┌──
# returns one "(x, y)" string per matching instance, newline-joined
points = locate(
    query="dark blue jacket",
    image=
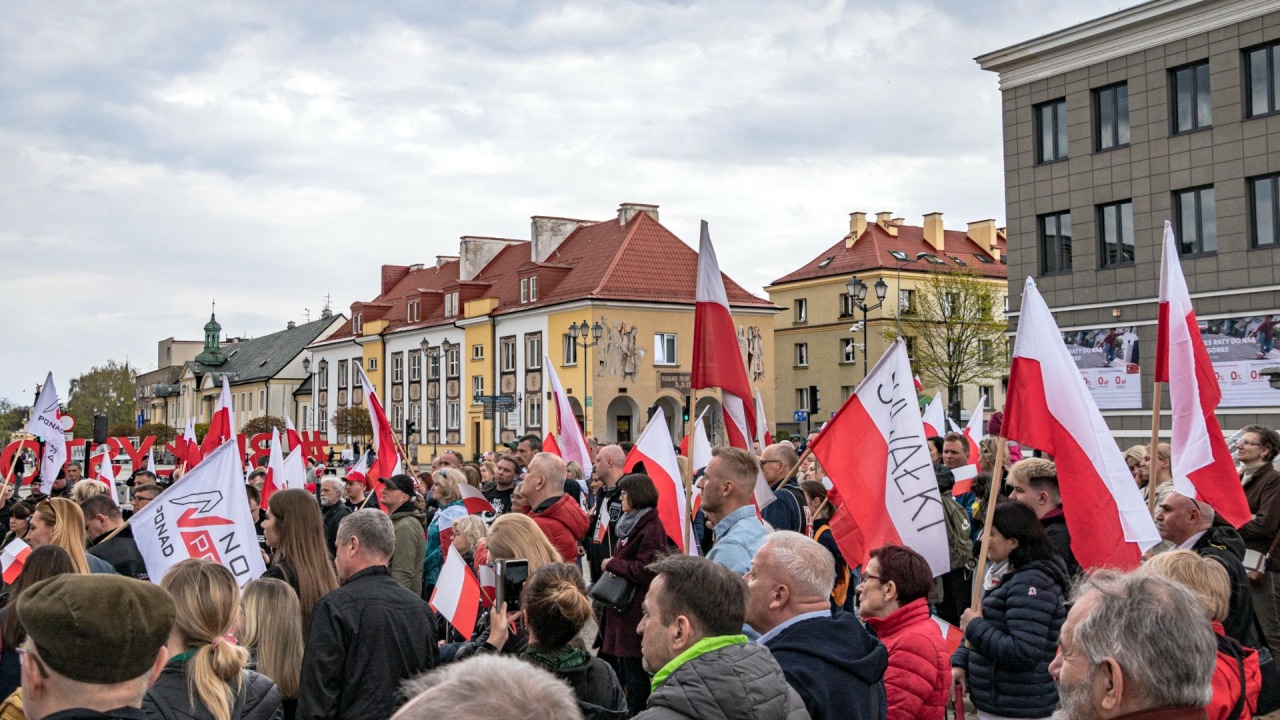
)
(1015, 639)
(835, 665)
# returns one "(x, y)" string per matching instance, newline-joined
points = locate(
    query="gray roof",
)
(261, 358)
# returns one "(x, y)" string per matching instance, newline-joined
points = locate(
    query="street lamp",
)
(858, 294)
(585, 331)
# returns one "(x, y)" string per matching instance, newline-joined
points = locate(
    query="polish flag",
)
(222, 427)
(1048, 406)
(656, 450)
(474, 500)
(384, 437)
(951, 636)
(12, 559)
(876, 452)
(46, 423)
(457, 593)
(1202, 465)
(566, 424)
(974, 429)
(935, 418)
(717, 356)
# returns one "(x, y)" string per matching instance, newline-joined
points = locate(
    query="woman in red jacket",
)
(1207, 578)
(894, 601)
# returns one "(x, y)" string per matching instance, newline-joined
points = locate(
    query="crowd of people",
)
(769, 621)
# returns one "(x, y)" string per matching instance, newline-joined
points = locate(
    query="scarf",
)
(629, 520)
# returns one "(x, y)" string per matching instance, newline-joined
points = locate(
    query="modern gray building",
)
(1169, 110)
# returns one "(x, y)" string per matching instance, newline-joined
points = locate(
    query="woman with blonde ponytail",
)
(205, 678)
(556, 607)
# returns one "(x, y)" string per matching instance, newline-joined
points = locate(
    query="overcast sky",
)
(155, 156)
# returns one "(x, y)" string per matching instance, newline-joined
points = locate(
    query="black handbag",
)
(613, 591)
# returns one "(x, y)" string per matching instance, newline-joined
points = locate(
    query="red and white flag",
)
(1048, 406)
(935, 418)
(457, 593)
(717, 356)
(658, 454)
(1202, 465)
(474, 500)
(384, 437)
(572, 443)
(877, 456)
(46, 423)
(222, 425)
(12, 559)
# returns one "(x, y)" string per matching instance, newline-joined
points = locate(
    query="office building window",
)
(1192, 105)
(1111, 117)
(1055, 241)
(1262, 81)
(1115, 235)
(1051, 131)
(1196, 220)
└──
__Work instructions__
Scan the entries for lines with the string "gray". Report only how many there are.

__Task answer__
2